Pilpres 2024 Satu Putaran, LKSP Dari Survei Sulit Merealisasikannya

Subhan Akbar (LKSP) Saat Memberikan Pemaparan Kepada Media Tentang Pilpres 2024
Subhan Akbar (LKSP) Saat Memberikan Pemaparan Kepada Media Tentang Pilpres 2024
Pilpres 2024 Satu Putaran, LKSP Dari Survei Sulit Merealisasikannya

Depok – Survei Lembaga Kajian Strategis dan Pembangunan atau LKSP terhadap persepsi dan preferensi pemilih pada masa kampanye pemilu 2024, hasilnya pasangan Anies-Muhaimin unggul tipis dibanding Prabowo-Gibran dan Pilpres diprediksi akan berlangsung 2 putaran.

- [Informasi yang disediakan]
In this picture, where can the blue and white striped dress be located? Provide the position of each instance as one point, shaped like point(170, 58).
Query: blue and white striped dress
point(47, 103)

- [Tugas yang dikerjakan] Berdasarkan berita tentang survei LKSP, pasangan mana yang unggul tipis atas Prabowo-Gibran?

- [Hasil tugas] Pasangan Anies-Muhaimin.